** WORK TO BE COMPLETED **
In the differential equation problem below, which point does the curve pass through?

** QUOTED PASSAGE **
Solved: Consider the differential equation $\frac{dy}{dx} = g\left(\frac{y}{x}\right),... [IB Mathematics Analysis and Approaches (AA)]

Question

HLPaper 2

Consider the differential equation

$\frac{dy}{dx} = g\left(\frac{y}{x}\right), \quad x > 0$

The curve $y = g(x)$ for $x > 0$ has a gradient function given by

$\frac{dy}{dx} = \frac{y^2 + 3xy + 2x^2}{x^2}$

The curve passes through the point $(1, -1)$ .

Use the substitution $y=wx$ to show that

$\int \frac{dw}{g(w)-w}=\ln x+D$

where $D$ is an arbitrary constant.

[3]

Verified

Solution

Substitute $y = wx$ into the original equation:

$\frac{dy}{dx} = w + x\frac{dw}{dx} = g(w)$ M1
Rearrange to isolate $x\frac{dw}{dx}$ :

$x\frac{dw}{dx} = g(w) - w$ A1
Separate variables and integrate:

$\int \frac{dw}{g(w) - w} = \int \frac{dx}{x}$ A1
Integrate the right-hand side:

$\int \frac{dw}{g(w) - w} = \ln x + D$

Where $D$ is an arbitrary constant.

3 marks total

By using the result from part (a) or otherwise, solve the differential equation and hence show that the curve has equation

$y = x \tan(\ln(x)) - 1$ .

** STORED RECORDS **
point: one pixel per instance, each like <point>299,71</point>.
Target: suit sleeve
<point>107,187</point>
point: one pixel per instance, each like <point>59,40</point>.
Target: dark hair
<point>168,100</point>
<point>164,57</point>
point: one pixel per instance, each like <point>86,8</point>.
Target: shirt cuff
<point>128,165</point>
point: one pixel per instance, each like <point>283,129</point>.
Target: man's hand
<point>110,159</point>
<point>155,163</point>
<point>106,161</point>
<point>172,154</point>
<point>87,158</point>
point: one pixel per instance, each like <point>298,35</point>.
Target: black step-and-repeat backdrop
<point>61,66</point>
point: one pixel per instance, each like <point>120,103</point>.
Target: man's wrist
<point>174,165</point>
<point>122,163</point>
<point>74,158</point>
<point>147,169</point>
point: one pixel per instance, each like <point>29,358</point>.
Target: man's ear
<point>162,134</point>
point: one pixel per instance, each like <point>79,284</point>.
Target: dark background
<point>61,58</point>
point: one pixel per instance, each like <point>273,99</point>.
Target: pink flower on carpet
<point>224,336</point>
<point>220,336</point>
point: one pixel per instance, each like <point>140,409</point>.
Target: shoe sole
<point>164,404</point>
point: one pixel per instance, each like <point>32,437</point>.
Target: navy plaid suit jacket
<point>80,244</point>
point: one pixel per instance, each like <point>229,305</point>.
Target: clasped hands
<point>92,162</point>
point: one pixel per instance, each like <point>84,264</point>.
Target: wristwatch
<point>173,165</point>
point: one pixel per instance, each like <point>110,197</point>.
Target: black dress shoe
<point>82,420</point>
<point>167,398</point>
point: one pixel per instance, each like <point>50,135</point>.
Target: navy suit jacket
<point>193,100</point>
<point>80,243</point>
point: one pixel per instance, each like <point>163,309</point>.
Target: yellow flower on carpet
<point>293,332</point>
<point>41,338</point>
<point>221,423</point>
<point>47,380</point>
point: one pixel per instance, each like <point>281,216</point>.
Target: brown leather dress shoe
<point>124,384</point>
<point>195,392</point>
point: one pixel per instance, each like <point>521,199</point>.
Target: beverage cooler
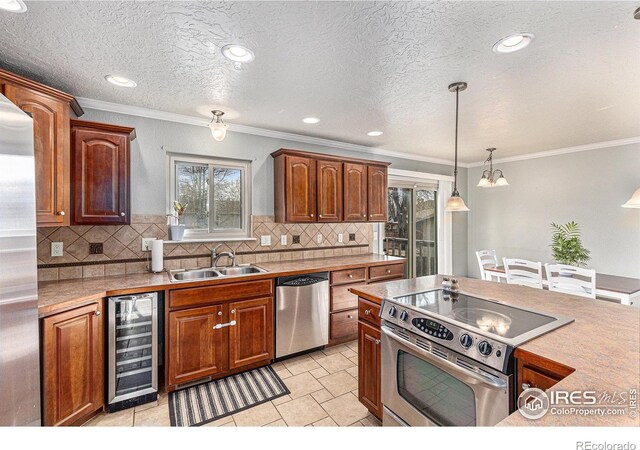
<point>134,350</point>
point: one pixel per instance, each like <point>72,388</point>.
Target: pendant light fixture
<point>634,201</point>
<point>492,178</point>
<point>217,126</point>
<point>455,202</point>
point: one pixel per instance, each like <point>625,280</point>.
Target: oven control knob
<point>466,340</point>
<point>485,348</point>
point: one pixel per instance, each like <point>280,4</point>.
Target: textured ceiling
<point>359,66</point>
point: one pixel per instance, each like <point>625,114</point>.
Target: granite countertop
<point>55,296</point>
<point>602,344</point>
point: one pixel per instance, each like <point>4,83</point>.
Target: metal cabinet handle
<point>222,325</point>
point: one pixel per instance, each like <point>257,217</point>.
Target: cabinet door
<point>251,337</point>
<point>51,149</point>
<point>329,191</point>
<point>100,177</point>
<point>377,204</point>
<point>369,368</point>
<point>197,348</point>
<point>300,189</point>
<point>73,365</point>
<point>355,192</point>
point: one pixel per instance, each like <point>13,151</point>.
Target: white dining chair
<point>487,258</point>
<point>523,272</point>
<point>571,280</point>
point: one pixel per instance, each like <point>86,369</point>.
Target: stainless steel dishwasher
<point>302,313</point>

** RESULT OF THIS EXERCISE **
The point (1, -1).